# START OF Text
Bridget Brink nominee to be U.S. ambassador to Ukraine (U.S. Embassy in Slovakia/Released)

This article was originally published by Radio Free Europe/Radio Liberty and is reprinted with permission.

President Joe Biden’s nominee to be U.S. ambassador to Ukraine said she would work to coordinate the shipment of weapons and security items to Ukraine if confirmed by the Senate.

Bridget Brink spoke to members of the Senate Foreign Relations Committee on May 10 ahead of what’s expected to be her easy Senate confirmation.

Brink told senators that if confirmed she would work to fully reopen the U.S. Embassy in Kyiv and take up her work in the country.

Much of her duties will involve working with military leaders overseeing the billions of dollars of weapons and aid that the United States has pledged to deliver to Ukraine.
# END OF Text
# START OF Rows
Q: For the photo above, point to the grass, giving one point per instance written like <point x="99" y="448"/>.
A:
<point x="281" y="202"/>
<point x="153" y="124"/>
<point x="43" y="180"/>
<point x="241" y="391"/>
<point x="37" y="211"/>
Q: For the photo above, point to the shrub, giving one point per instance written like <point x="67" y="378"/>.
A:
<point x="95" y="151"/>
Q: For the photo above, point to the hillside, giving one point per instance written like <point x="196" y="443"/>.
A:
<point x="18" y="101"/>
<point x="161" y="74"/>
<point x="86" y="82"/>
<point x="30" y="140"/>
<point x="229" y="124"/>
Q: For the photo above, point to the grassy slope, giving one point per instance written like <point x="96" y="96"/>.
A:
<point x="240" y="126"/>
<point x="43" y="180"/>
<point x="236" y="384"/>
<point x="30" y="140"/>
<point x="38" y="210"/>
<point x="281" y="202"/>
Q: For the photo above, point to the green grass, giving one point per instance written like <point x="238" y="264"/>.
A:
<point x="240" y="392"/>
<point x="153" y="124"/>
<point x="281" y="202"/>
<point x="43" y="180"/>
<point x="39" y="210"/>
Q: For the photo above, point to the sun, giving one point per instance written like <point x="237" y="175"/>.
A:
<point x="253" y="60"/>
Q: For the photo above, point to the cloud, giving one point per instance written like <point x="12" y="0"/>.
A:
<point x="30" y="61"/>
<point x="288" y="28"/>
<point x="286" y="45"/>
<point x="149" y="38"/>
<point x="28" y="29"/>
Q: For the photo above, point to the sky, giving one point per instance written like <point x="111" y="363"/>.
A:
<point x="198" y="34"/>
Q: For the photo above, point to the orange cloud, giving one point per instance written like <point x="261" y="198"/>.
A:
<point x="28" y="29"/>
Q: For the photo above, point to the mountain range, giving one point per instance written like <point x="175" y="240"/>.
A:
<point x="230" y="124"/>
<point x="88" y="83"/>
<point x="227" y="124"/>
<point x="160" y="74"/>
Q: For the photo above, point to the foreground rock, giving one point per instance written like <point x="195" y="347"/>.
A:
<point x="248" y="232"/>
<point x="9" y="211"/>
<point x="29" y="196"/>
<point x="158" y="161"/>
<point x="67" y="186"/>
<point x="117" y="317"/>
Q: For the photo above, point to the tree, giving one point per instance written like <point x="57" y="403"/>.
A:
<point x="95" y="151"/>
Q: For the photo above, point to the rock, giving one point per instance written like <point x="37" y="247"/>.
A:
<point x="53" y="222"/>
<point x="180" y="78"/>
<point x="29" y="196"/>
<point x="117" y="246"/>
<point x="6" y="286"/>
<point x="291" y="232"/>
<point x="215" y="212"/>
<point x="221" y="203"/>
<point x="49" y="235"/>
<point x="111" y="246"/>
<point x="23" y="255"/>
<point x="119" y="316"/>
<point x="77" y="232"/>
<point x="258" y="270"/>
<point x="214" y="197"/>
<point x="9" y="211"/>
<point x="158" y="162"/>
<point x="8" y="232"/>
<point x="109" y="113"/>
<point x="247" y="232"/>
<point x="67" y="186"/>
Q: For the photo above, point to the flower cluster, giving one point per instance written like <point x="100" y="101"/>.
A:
# END OF Rows
Write the next few sentences of the article on Bridget Brink's nomination as U.S. ambassador to Ukraine, picking up after its last line.

# The answer
“Most people assess that these next few weeks and maybe longer are critical to the outcome of this war of choice on Russia’s part,” Brink told the committee. “What we are trying to do as an administration is move security items as fast as possible to Ukraine.”

Brink has spent the majority of her 25-year diplomatic career in former Soviet republics. She is currently the U.S. ambassador to Slovakia and previously worked in Uzbekistan and Georgia.

Committee Republicans and Democrats emphasized their desire to see Brink confirmed and in place in Kyiv as soon as possible.

“It’s absolutely crucial to have an ambassador,” Senator Rob Portman (Republican-Ohio) told Brink.

Top U.S. diplomats went to Kyiv on May 8 in a step toward the resumption of a full U.S. presence in the city. They left the embassy ahead of the invasion due to security concerns.

The post of U.S. ambassador to Ukraine has been vacant since President Donald Trump recalled then-U.S. Ambassador to Ukraine Marie Yovanovitch in May 2019.